● **Required action**
Your job is to return every line of the listing holding the string "Target".

● **Information**
[Start of section]

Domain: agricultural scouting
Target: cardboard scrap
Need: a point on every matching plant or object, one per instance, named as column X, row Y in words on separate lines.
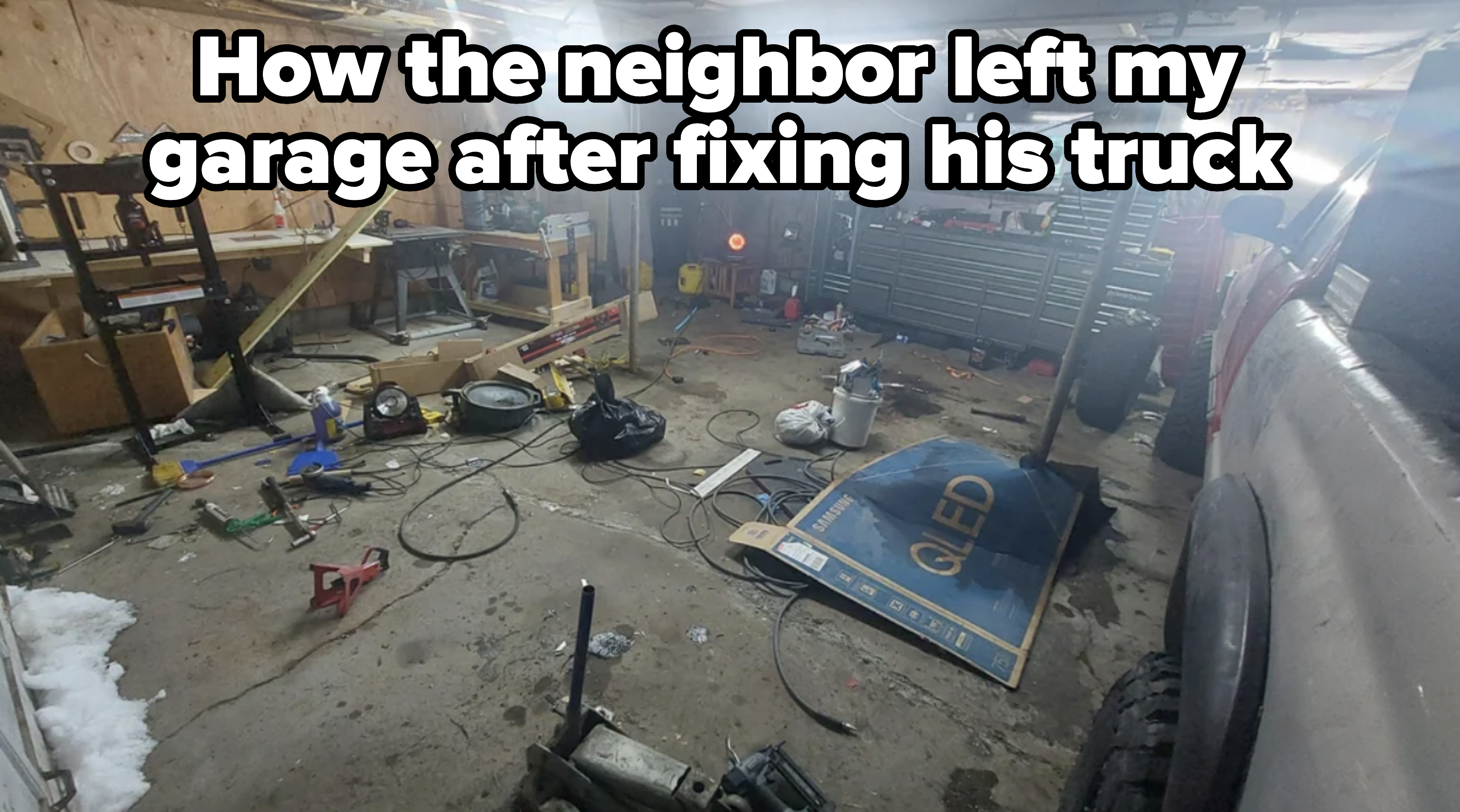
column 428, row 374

[End of section]
[Start of section]

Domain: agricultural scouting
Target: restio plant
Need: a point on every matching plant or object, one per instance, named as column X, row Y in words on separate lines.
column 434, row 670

[End of section]
[Start of section]

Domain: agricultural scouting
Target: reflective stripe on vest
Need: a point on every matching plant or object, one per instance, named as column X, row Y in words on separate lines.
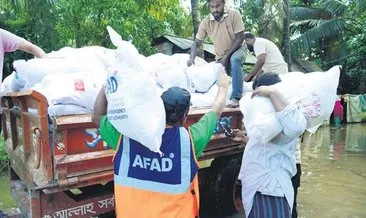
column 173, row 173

[End of section]

● **Answer section**
Target: cardboard scrap
Target: restio plant
Target: reflective stripe on vest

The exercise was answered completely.